Can you print each of the following entries line for line, unchanged, with the pictures left out?

::::::::

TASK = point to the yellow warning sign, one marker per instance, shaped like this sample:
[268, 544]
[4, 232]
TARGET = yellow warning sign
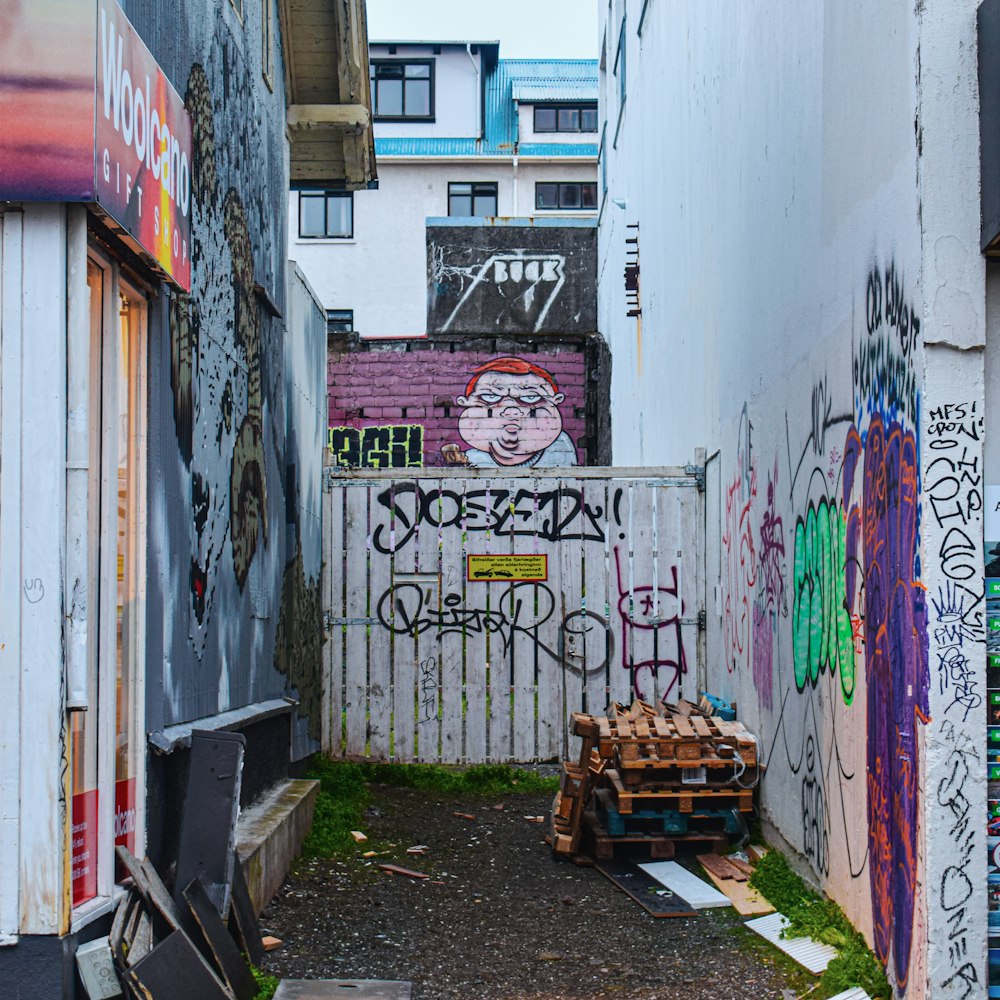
[511, 567]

::::::::

§ Response to this task:
TASK = point to the yellow warning sign, one marker per instance, shaped like this sample:
[268, 544]
[4, 232]
TARGET = yellow warning sign
[511, 567]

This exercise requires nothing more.